What you should do>
Which lines of the entries hold the string "below"? Copy each one.

Available data>
□ □ □
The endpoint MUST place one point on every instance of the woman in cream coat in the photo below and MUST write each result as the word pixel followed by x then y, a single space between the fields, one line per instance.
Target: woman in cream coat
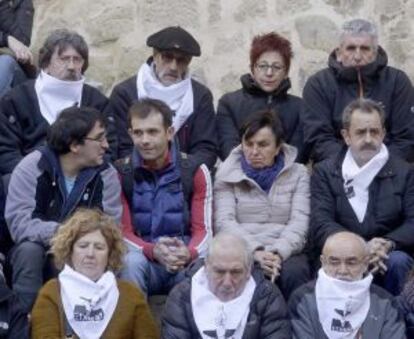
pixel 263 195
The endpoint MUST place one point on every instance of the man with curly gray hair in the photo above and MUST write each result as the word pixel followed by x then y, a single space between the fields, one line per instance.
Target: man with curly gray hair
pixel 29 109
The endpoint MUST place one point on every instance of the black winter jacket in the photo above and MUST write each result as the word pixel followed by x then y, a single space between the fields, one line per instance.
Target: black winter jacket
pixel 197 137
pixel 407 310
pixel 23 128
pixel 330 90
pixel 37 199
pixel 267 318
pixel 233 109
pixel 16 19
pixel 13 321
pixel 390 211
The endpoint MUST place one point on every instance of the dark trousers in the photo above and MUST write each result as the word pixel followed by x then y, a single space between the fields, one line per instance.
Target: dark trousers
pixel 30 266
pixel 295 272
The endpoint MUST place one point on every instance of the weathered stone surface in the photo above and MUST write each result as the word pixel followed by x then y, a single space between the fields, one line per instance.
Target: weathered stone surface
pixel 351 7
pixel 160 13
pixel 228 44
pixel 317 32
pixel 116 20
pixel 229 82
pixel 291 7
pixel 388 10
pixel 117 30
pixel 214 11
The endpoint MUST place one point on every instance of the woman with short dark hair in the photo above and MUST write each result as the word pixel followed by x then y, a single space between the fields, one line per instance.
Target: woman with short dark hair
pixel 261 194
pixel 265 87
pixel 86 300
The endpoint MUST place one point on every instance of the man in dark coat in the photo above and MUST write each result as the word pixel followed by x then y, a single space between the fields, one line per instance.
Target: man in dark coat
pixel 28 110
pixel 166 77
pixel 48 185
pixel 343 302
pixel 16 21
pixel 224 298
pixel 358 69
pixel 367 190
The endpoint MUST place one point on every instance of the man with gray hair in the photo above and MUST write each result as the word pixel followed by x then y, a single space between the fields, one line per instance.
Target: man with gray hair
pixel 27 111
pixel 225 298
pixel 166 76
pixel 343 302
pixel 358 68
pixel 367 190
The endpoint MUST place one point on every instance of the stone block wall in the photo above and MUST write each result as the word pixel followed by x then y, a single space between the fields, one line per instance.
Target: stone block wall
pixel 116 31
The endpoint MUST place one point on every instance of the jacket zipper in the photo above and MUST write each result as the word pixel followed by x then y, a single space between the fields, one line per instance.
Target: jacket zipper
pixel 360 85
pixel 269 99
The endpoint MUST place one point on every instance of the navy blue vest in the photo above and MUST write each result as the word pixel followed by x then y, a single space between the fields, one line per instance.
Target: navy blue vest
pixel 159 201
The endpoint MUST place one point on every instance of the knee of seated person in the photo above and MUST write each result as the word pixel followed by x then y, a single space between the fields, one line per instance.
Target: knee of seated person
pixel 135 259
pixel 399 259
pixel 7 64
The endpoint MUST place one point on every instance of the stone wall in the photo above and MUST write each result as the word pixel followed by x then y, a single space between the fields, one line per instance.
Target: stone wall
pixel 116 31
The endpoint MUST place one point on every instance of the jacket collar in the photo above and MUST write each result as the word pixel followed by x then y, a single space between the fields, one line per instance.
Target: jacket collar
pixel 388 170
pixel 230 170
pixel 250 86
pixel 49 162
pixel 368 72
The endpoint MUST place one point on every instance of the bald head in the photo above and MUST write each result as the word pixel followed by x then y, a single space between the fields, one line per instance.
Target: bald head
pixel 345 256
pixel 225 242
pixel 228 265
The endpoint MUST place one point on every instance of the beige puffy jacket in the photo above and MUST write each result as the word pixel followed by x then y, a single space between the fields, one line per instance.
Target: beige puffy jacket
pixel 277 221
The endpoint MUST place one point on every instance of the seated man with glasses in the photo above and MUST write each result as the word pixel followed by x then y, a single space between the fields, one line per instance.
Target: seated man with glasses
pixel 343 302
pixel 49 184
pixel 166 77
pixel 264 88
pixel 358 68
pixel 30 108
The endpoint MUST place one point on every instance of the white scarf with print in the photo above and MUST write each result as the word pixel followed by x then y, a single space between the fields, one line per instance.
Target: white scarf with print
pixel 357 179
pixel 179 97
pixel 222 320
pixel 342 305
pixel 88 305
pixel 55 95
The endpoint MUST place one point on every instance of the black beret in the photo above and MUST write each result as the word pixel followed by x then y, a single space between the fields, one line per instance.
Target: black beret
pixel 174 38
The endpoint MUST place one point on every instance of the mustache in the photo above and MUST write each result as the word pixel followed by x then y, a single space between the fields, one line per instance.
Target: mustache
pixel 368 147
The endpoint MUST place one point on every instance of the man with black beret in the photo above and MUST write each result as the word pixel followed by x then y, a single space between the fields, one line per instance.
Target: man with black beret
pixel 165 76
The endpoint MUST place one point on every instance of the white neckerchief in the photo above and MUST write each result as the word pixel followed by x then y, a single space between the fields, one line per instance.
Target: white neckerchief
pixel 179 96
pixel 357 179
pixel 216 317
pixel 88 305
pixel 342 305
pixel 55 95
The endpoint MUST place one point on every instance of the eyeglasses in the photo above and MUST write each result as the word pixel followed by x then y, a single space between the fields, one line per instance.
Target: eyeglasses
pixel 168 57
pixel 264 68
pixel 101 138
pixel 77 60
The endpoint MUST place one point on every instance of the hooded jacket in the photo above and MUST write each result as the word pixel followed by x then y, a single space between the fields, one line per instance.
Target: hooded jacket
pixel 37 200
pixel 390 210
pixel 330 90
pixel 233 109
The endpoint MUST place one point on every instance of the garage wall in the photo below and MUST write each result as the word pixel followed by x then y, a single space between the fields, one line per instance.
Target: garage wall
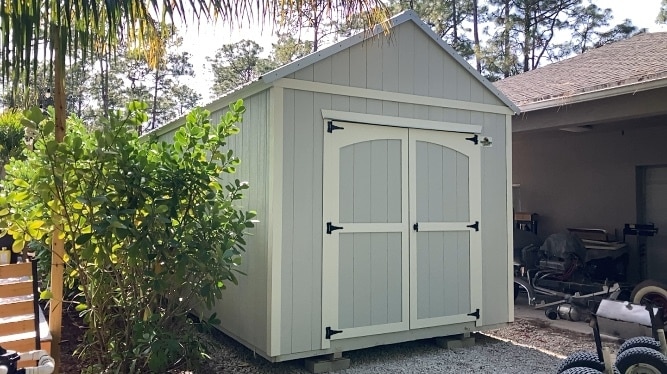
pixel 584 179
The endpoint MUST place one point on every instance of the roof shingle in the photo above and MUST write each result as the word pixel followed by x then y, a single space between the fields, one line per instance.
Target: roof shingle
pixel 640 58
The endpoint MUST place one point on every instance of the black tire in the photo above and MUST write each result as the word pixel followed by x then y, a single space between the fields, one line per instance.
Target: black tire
□ □ □
Answer to the exercise>
The endpoint MUST place one point on every instance of the woman in cream coat in the photo below and MUST write each result as the word pixel followed by x then y, a single space between the fields, one line per instance.
The endpoint MUST place one point on every instance of the garage wall in the photo below and MUST write each result as the word pixel followed by x then y, a single space between the fields, one line per instance.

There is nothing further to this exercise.